The request: Could you lay out the entries below as a two-column CSV with the headers label_request and points, one row per entry? Put each entry's text and its answer in a single quoted field apiece, with line breaks turned into spaces.
※
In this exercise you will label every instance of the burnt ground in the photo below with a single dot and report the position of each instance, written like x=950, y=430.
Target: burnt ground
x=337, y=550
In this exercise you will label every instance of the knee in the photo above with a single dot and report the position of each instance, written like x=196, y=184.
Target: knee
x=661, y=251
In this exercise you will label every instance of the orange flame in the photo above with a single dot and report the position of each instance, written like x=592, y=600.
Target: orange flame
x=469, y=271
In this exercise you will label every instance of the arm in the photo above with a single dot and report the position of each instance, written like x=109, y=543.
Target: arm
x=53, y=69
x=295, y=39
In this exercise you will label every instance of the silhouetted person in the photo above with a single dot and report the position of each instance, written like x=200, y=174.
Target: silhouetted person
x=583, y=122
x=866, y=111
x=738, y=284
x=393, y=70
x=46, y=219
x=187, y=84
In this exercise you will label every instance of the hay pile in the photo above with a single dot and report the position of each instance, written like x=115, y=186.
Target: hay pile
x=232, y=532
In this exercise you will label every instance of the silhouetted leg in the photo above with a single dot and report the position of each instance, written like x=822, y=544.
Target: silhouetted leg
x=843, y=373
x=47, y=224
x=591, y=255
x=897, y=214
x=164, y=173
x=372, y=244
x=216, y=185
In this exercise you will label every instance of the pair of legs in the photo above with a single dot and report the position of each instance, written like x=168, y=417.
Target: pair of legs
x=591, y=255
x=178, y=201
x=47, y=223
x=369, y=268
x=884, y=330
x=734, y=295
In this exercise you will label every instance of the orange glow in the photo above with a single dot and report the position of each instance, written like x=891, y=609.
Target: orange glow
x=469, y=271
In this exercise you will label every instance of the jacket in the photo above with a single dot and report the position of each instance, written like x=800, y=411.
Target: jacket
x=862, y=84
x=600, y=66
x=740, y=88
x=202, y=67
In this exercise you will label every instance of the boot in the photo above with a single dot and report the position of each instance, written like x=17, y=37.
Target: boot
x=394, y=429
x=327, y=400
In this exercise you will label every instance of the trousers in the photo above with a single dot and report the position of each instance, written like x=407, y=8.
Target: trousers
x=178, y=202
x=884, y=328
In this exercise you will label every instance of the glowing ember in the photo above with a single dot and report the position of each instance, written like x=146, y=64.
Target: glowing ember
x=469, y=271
※
Result below:
label_request,points
"In this exercise you will label every instance of the burnt ground in the photo below with a single dot and report the position of each instance, written like x=950, y=430. Target: burnt ground","x=337, y=550"
"In this exercise you will label every instance of the knee in the photo above with a single dot and report the position of each instance, written like x=196, y=184. Target: knee","x=661, y=251"
"In this exercise you will label every instance of the orange flame in the photo above with a single dot and report the position of each instance, written like x=592, y=600. Target: orange flame","x=469, y=271"
"In this exercise you will label every instance of the arm in the photo above with a single dot and report the position of each instance, written like x=109, y=543. Target: arm","x=53, y=69 x=295, y=39"
"In this exercise you will label every instance of the silhouetted person in the photo above with a single dot and report the position of each instance, written like x=200, y=174. Target: silhouetted person","x=583, y=122 x=866, y=111 x=738, y=284 x=393, y=70 x=46, y=219 x=187, y=84"
"In this exercise you will label every instance of the hay pile in the photo above with a single dot and report the position of each instance, written like x=115, y=186. Target: hay pile","x=232, y=532"
"In this exercise you will label every instance of the silhouetted leg in the photo above with a single dot and report the position of each instance, written like x=822, y=544. Target: silhouetted leg","x=843, y=373 x=47, y=224 x=591, y=255 x=897, y=214 x=164, y=173 x=372, y=244 x=216, y=185"
"In this exercise you will label every instance of the pair of legs in the photo above with a single dot and report the position of each instance, written like x=168, y=417. Target: pair of legs","x=591, y=255 x=178, y=201 x=47, y=223 x=369, y=268 x=884, y=330 x=734, y=295"
"In this exercise you will label every instance of the orange glow in the photo above with a single dot and report the position of each instance, written like x=891, y=609. Target: orange glow","x=469, y=271"
"In this exercise you will label every instance of the jacket in the photo above with a single dot and report the position of each instance, written like x=800, y=411. Target: jacket","x=862, y=84 x=600, y=66 x=740, y=88 x=202, y=67"
"In this exercise you will label every instance of the boot in the photo above with a single dot and report the position of each instance, written like x=17, y=37. Target: boot","x=394, y=429 x=327, y=400"
"In this exercise you will label every instance of the trousers in the photo above with a single dot and report the position of each instance, written like x=407, y=8. Target: trousers","x=178, y=202 x=884, y=328"
"In this exercise you will label every instance of the glowing ember in the photo above with a single dot and report the position of each instance, written like x=146, y=64. Target: glowing ember","x=469, y=271"